__Given exercise__
Copy everything in the material below, from the line containing "In the photo above, where can the framed" down to the end, reproducing each line unchanged.
+===+
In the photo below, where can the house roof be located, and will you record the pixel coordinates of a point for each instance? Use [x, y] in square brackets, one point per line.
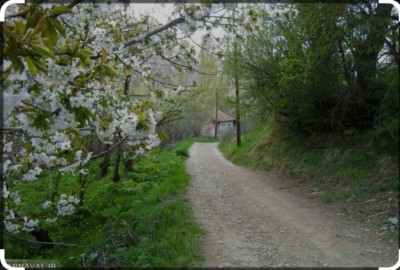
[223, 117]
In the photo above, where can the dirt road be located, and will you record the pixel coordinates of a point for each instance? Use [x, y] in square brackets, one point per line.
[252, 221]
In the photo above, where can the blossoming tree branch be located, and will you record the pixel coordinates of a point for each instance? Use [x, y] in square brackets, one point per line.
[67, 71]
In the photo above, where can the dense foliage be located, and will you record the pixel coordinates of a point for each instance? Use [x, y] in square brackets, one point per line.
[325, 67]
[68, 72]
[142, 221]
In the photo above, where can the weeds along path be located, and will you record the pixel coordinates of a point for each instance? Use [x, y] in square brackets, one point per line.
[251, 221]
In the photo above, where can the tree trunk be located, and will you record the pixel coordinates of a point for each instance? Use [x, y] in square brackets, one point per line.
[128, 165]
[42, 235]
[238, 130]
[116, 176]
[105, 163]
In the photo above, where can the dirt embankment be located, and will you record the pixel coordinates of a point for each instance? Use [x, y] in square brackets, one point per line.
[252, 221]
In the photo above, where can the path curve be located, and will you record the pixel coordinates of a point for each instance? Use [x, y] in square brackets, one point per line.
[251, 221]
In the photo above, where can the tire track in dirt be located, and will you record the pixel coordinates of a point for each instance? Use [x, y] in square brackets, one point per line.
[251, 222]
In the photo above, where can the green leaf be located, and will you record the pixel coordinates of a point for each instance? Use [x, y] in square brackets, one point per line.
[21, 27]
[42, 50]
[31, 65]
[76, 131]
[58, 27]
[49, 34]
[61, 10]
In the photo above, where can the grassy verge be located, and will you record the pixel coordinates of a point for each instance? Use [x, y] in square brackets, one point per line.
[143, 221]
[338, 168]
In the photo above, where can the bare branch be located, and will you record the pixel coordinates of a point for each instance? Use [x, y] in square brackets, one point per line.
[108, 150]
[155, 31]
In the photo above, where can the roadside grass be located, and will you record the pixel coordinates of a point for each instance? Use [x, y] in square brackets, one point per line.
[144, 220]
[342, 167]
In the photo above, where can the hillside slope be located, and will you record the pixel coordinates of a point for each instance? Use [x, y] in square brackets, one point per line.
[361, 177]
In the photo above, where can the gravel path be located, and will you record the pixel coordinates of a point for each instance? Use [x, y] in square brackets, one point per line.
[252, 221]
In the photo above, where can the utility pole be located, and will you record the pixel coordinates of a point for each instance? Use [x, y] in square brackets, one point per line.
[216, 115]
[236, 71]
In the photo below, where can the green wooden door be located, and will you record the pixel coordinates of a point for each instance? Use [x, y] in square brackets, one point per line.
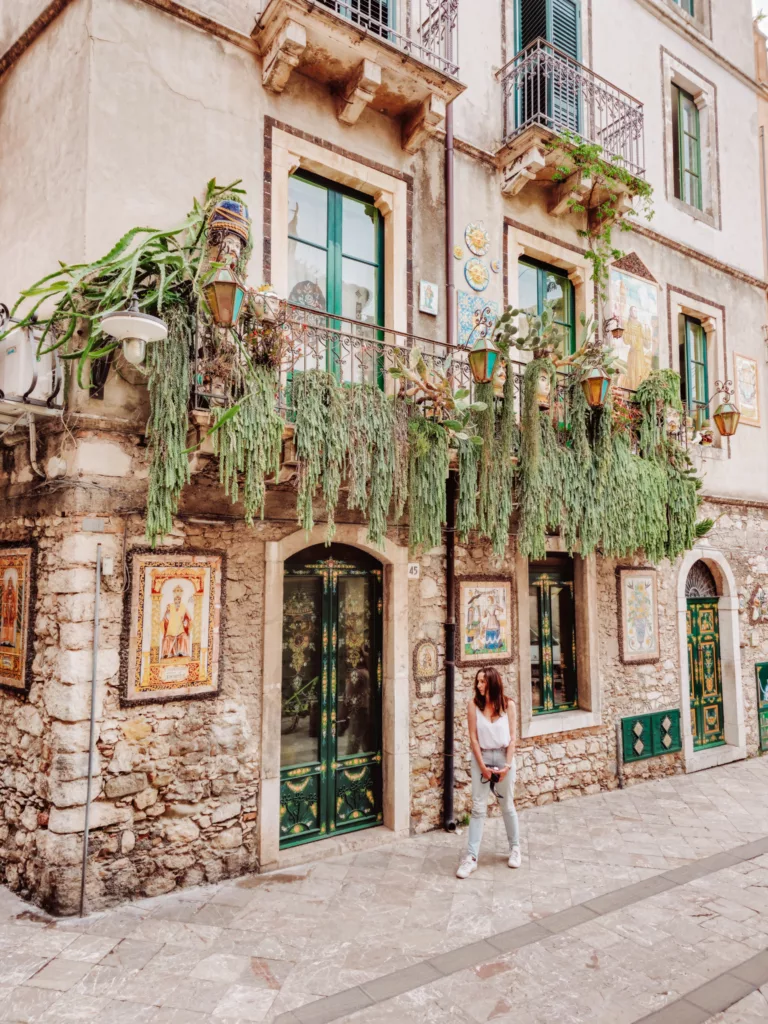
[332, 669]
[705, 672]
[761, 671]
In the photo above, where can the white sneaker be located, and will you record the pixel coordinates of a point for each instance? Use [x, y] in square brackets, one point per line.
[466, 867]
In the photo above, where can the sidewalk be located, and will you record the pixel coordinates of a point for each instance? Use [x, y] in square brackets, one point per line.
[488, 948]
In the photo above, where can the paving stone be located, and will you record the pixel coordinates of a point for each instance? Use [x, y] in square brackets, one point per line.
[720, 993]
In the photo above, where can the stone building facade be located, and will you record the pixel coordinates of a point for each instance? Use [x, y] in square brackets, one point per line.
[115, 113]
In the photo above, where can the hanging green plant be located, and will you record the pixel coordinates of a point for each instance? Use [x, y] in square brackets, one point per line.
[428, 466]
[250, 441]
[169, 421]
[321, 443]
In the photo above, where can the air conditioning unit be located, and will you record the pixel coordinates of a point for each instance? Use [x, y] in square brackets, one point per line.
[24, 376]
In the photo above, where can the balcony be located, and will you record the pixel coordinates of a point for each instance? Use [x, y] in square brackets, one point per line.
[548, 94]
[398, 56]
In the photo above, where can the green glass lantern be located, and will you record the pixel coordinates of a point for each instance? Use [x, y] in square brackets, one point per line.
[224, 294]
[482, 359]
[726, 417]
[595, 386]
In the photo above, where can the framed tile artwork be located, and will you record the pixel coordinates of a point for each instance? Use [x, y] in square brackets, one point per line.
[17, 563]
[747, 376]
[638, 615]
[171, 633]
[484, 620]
+===+
__Exercise result__
In the photo above, where can the framed tile artwork be located, and will you record the pixel coordinates of a point for each instance? Use [x, y] in square brackets, one point per line.
[17, 563]
[747, 376]
[638, 615]
[171, 633]
[484, 620]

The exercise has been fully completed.